● **EXTRACT PROVIDED**
####

# What are some good proxies you've seen?



## Serpion5 (Mar 19, 2010)

Like the question asks, what are some funny proxies? To clarify, I mean legitimate proxy models as in those converted to represent something entirely different in a funny or ironic sense. 

At my flgs for a while, there was a fad involving using Huron Blackheart's Hamadrya as a proxy for as many things as possible. I saw one mounted on a disc of Tzeentch and called a Herald, I saw one given the dark angel helmet wings and used as a winged daemon prince, and I saw one given the spare Imperial Guard helmet and two pistols used as Creed. :laugh: 

Other amusing proxies I've seen are a troll wearing a shoulder slung boat outfit used as a snotling pump wagon, complete with crew. I've seen the top half of a necrosphinx used as a c'tan shard with the swirling vortex kit used instead of legs. 

What have you seen?


----------



## Archon Dan (Feb 6, 2012)

I have a friend who has a Daemon Prince converted from the named Inquisitor from the Inquisitor game. It looks pretty cool. I'll try to get more info and a pic of it.


----------



## Anfo (Jul 17, 2009)

When it's just my dad and I we've used odd things. Most commonly are my old Chevron cars as a wide variety of tanks. It's an easy way to try out army lists and models without buying them.


----------



## Melikor40k (Feb 7, 2011)

A chaos space marine sisters of battle army using dark eldar and slaanesh daemonette kits and the GK codex, they had menstruation stains on their armor and penises, penises everywhere, pretty much nerd rage soon as the guy showed up at the flgs


----------



## ntaw (Jul 20, 2012)

Melikor40k said:


> A chaos space marine sisters of battle army using dark eldar and slaanesh daemonette kits and the GK codex, they had menstruation stains on their armor and penises, penises everywhere, pretty much nerd rage soon as the guy showed up at the flgs


:shok:....were the conversions well done?


----------



## Ddraig Cymry (Dec 30, 2012)

Melikor40k said:


> A chaos space marine sisters of battle army using dark eldar and slaanesh daemonette kits and the GK codex, they had menstruation stains on their armor and penises, penises everywhere, pretty much nerd rage soon as the guy showed up at the flgs


Sounds horrendous. Well, the menstration and penis part. The chaos sisters conversions seemed actually pretty interesting.

I watch Blue Table Painting's bat-reps on YouTube and they use some pretty impressive proxies and conversions. Most notably I've seen them use Pig Iron Productions Kolony Militia as proxied Warrior Acolytes for a Inquisition army. They were well painted, and the alternative is definitely cheaper than what Games Workshop sells their Warrior Acolyte/Storm Trooper models for. I've not played a game yet, no one in my area does this, but I hope to see all kinds of proxies when I do!

####

● **WORK TO DO**
(A) Reproduce the part of the proxies thread starting at "I have a friend" and ending at "without buying them.".
(B) According to the proxies thread, why does Anfo use old Chevron cars as tanks? Answer in one to three sentences.
(C) In the proxies thread, list every model that Huron Blackheart's Hamadrya is said to have been used as a proxy for.

[Named object pointing entries]
####

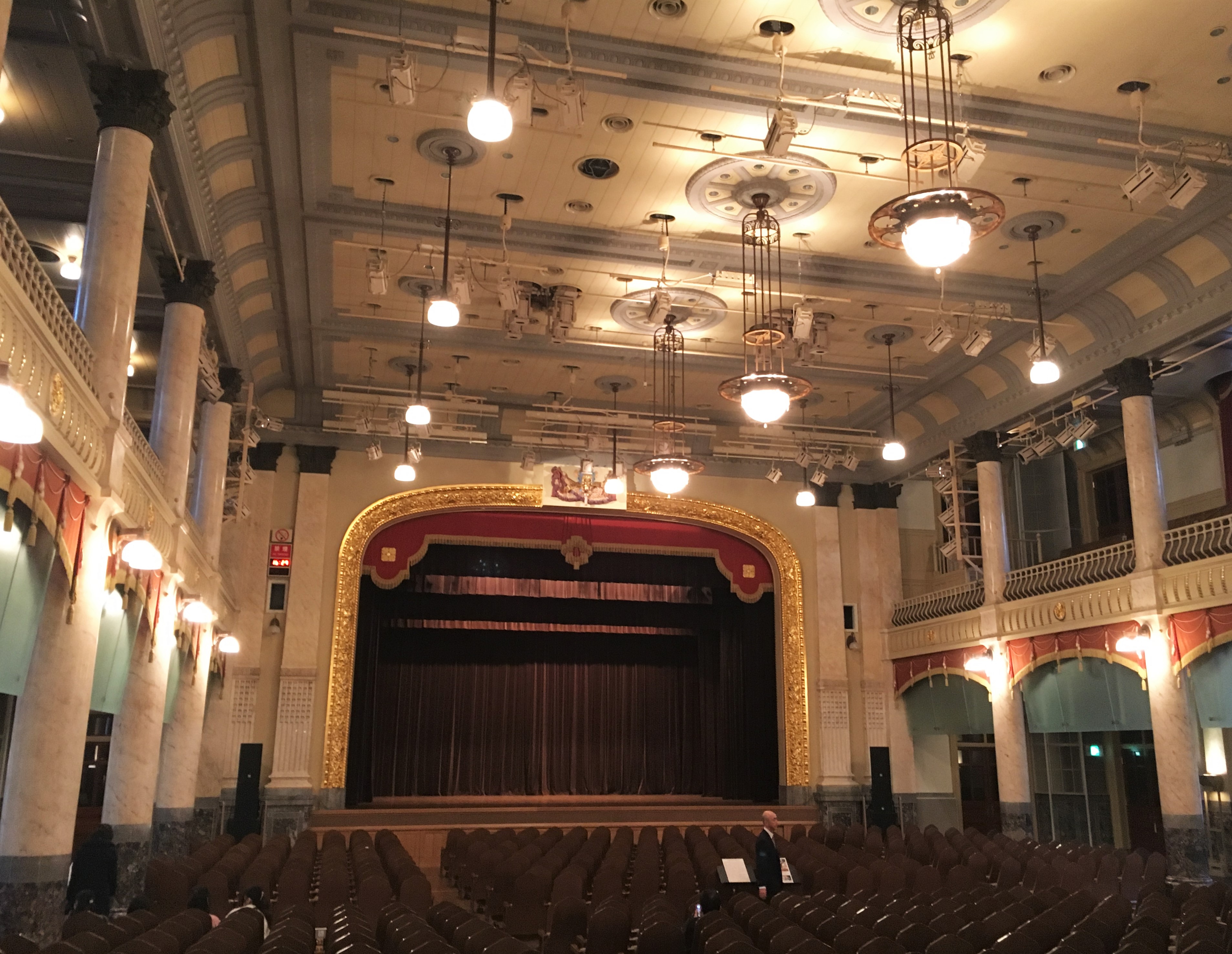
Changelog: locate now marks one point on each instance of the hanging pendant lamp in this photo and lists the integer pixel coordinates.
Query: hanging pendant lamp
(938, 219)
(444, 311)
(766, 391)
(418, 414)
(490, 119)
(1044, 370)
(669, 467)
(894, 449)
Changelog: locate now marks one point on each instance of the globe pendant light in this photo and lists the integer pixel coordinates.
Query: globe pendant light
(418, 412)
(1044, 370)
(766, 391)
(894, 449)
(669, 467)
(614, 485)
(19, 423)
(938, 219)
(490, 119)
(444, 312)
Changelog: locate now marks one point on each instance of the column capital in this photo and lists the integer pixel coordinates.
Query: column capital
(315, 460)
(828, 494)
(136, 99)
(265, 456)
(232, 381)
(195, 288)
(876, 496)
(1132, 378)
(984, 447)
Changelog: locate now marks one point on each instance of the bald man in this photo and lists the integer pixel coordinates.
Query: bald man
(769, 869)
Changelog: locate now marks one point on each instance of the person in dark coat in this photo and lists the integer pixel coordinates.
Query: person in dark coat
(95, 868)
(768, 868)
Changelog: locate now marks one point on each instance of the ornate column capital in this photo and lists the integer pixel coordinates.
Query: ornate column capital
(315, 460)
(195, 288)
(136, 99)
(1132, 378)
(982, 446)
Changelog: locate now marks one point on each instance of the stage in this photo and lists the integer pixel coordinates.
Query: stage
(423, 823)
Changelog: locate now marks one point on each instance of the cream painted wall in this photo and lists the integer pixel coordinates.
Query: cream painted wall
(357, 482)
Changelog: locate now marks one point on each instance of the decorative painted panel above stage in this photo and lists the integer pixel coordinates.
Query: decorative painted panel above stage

####

● **SOLUTIONS PER TASK**
(A)
I have a friend who has a Daemon Prince converted from the named Inquisitor from the Inquisitor game. It looks pretty cool. I'll try to get more info and a pic of it.


----------



## Anfo (Jul 17, 2009)

When it's just my dad and I we've used odd things. Most commonly are my old Chevron cars as a wide variety of tanks. It's an easy way to try out army lists and models without buying them.

(B) Anfo says it's an easy way to try out army lists and models without buying them.

(C)
- A Herald, mounted on a disc of Tzeentch
- A winged daemon prince, given the dark angel helmet wings
- Creed, given the spare Imperial Guard helmet and two pistols